▸ TASK PROMPT: Summarize the passage on feeling and emotion in two sentences.

▸ DOCUMENT EXCERPT:
========================================================================

As soon as we have contact, it generates feeling. We get pleasant feelings, we have unpleasant feelings, we have neutral feelings. You can see how the contact is dependent arising—it is dependent on the object, the faculty and the consciousness. The feeling—pleasant, unpleasant or neutral—is also dependent: it is dependent on the contact. It’s interesting, because when we have certain pleasant or unpleasant feelings, we feel like they’re so solid, so real, so there. It is useful at that time to remember they only exist because there’s contact with the object. If there’s no contact, there will be no feeling. So it’s not like these feelings are so solid and rigid. They exist because the cause for them exists. If there’s no cause, there’s no result.
So we have the feeling. There’s nothing wrong in the feelings themselves. There is nothing wrong with feeling pleasure. That’s what we all want, isn’t it? There is nothing wrong with feeling displeasure, even though we don’t want it. It is the same with neutral feelings. There is nothing wrong with these feelings. When we get hung up, it is because of how we react to our feelings. And remember “feeling” here doesn’t mean emotional feeling. It means pleasant, unpleasant and neutral feeling. This is a slightly different usage of the word “feeling” than how we use it in liberal America.
Difference between feeling and emotion
[In response to audience] We get tangled up because there’s no word for emotion in Tibetan or Sanskrit, and our English word feeling is very vague. Our English word feeling can mean something like “I feel hot,” or “I feel pleasant,” or “I feel angry.” It has many usages. Here the word feeling is referring just to pleasant, unpleasant or neutral feelings. “Emotion” is more your reaction towards those feelings. When there is a pleasant feeling, I get all excited. I get delighted. I want more of it and I dream about it. That’s emotion. When there is an unpleasant feeling, the emotion that can arise from it is I feel discouraged, or I feel disappointed, or I experience aversion or hatred.
When you’re doing the mindfulness or breathing meditation, it is interesting to try and notice the difference between the feeling and your reaction to the feeling. You might be sitting there watching the breath, and then your knee starts to hurt, so temporarily, you might put your attention on the pain in the knee. See if there’s a difference between the sensation of the pain in your knee and your feeling of, “I’ve got to move my leg, I can’t stand this!” Because what happens sometimes is, we get them all mixed up. There’s the pain in the knee, but do you see how sometimes we build up this whole story about this pain? It’s like, “I’ve got to move. I can’t stand this. Why are they making me sit here?!” There’s the physical sensation, and there is the whole emotion regarding it. They are two different things.
It is the same thing when you have a nice pleasant sensation. When you eat your food slowly and you experience some pleasant sensation, watch how the mind says right away, “I want more. I want more.” And we start planning how to get more when we haven’t even finished swallowing the first bite. But there’s a difference between the pleasant sensation on our tongue, and the mind that then jumps in and says, “Oh, this is so great. This is the best I’ve ever had and I want more. I have to have more.” So you can watch that and see where we get really hung up, which is when we don’t leave the feelings alone but instantly jump in and give them juice.
When we respond to these pleasant and unpleasant feelings, we’re getting into the next link—craving. We crave to be with the pleasant feelings, and we crave to be free of the unpleasant ones.

========================================================================

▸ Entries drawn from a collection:

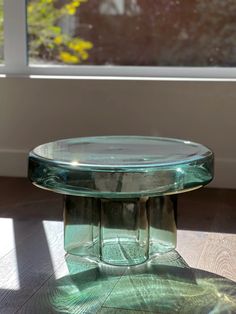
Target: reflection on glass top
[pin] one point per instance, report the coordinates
(121, 151)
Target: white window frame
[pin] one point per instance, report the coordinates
(15, 59)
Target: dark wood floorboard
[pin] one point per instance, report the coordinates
(31, 247)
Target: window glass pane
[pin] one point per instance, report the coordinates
(1, 31)
(133, 32)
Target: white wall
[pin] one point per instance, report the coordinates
(34, 111)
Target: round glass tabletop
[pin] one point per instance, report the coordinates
(118, 166)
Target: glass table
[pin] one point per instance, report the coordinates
(120, 192)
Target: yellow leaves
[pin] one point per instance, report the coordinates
(72, 6)
(66, 57)
(80, 45)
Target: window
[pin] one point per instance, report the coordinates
(119, 37)
(1, 31)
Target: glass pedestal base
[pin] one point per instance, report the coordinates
(120, 232)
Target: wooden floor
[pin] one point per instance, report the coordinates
(31, 233)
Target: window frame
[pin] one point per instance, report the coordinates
(16, 63)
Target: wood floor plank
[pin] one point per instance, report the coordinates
(24, 270)
(219, 255)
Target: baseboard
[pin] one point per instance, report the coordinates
(13, 163)
(225, 173)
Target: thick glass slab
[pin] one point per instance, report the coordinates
(119, 232)
(120, 166)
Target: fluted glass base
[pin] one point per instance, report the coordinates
(121, 232)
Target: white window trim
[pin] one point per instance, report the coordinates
(15, 56)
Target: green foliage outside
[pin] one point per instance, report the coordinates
(47, 42)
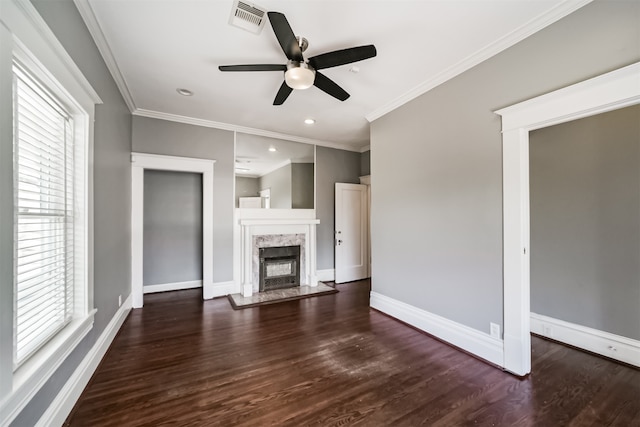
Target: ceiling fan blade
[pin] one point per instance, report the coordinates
(327, 85)
(285, 36)
(341, 57)
(253, 67)
(283, 94)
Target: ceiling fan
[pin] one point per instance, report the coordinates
(301, 74)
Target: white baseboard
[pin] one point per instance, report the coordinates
(176, 286)
(604, 343)
(475, 342)
(326, 275)
(219, 289)
(63, 403)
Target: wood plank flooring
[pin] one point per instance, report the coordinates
(332, 361)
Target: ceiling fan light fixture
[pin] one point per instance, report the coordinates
(299, 75)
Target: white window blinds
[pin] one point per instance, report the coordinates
(43, 200)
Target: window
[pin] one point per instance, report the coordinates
(44, 215)
(47, 111)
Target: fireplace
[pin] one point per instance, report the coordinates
(268, 228)
(279, 267)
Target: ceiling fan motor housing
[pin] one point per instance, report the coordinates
(299, 75)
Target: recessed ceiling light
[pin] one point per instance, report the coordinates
(184, 92)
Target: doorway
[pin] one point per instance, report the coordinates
(351, 219)
(141, 162)
(617, 89)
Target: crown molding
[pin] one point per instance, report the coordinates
(534, 25)
(90, 20)
(236, 128)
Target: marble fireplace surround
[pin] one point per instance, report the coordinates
(269, 232)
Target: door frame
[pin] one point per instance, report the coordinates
(364, 218)
(139, 163)
(610, 91)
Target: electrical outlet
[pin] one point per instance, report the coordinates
(495, 330)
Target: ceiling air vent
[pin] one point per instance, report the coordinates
(248, 16)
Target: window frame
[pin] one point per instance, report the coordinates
(26, 39)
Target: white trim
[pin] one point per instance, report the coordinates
(22, 18)
(35, 373)
(90, 20)
(536, 24)
(219, 289)
(236, 128)
(175, 286)
(617, 89)
(140, 162)
(468, 339)
(61, 406)
(328, 275)
(617, 347)
(25, 34)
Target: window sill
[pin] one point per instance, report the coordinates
(36, 371)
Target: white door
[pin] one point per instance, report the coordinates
(351, 257)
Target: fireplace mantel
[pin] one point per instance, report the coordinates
(300, 227)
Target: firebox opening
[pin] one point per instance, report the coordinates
(279, 267)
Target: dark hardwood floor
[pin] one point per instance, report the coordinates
(332, 361)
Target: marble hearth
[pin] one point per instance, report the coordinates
(255, 233)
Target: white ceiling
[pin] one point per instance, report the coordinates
(154, 47)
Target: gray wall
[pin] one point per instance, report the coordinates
(156, 136)
(246, 187)
(302, 185)
(585, 221)
(331, 166)
(111, 191)
(279, 181)
(365, 163)
(172, 227)
(436, 164)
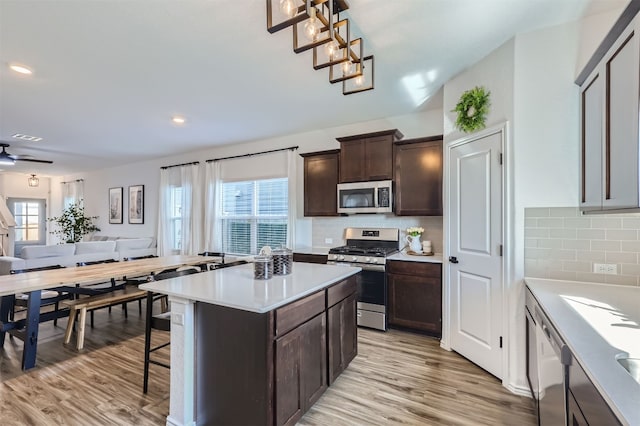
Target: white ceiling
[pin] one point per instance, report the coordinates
(108, 75)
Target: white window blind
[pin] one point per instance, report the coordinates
(254, 214)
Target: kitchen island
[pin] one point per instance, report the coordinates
(247, 351)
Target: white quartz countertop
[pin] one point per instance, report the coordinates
(235, 286)
(312, 250)
(599, 323)
(436, 258)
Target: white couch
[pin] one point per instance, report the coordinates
(71, 254)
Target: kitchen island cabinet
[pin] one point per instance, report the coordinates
(262, 345)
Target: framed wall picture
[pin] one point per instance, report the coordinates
(115, 205)
(136, 204)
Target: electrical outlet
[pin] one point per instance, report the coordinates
(605, 268)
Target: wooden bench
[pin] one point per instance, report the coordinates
(128, 294)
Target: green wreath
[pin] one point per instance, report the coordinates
(472, 109)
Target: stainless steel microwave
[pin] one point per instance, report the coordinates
(365, 197)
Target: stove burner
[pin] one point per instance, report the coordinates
(363, 251)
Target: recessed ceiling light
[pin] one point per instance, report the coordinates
(21, 69)
(29, 138)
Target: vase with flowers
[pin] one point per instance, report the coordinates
(413, 238)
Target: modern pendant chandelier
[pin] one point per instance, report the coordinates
(317, 25)
(33, 181)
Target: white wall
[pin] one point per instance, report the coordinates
(97, 183)
(531, 83)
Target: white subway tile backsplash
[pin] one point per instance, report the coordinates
(576, 244)
(604, 245)
(592, 234)
(577, 222)
(536, 212)
(605, 223)
(561, 243)
(621, 257)
(554, 222)
(630, 246)
(622, 234)
(564, 212)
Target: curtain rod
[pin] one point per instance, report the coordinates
(180, 165)
(291, 148)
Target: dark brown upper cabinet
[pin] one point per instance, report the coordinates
(368, 156)
(321, 171)
(418, 177)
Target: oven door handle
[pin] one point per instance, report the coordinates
(364, 266)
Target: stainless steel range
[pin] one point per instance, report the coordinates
(368, 249)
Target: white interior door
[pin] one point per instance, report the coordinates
(475, 239)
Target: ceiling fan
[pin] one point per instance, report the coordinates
(7, 159)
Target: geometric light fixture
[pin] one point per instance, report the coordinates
(33, 181)
(317, 25)
(350, 68)
(315, 31)
(337, 50)
(364, 81)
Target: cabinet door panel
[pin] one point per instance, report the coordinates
(320, 184)
(621, 144)
(418, 177)
(378, 158)
(415, 302)
(352, 161)
(342, 332)
(313, 362)
(289, 403)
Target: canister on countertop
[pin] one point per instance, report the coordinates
(262, 267)
(282, 261)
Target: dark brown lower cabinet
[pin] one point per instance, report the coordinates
(343, 336)
(301, 370)
(415, 296)
(270, 368)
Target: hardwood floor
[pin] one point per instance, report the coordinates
(397, 378)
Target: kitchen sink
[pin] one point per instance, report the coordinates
(632, 365)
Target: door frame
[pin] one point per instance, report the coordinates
(507, 232)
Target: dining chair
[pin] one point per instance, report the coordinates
(160, 321)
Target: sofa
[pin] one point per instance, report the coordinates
(71, 254)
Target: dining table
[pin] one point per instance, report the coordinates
(32, 283)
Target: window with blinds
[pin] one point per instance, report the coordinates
(254, 215)
(175, 216)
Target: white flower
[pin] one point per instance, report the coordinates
(414, 231)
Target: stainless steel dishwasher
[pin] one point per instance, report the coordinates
(548, 360)
(553, 358)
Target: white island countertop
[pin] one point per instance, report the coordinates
(599, 323)
(235, 287)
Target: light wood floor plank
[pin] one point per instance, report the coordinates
(398, 378)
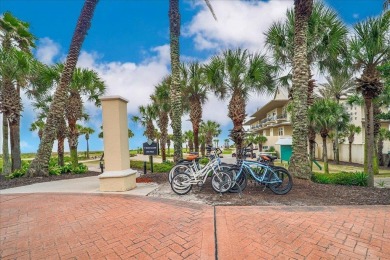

========================================================================

▸ RESPONSE TO THIS TASK: Pleasant, unpleasant, and neutral feelings arise dependent on contact with an object, so they are not as solid as they seem, and nothing is wrong with the feelings themselves; we get hung up because of how we react to them. That reaction is emotion, like wanting more of a pleasant taste or building a story around knee pain during meditation, and responding to feelings this way leads into the next link, craving.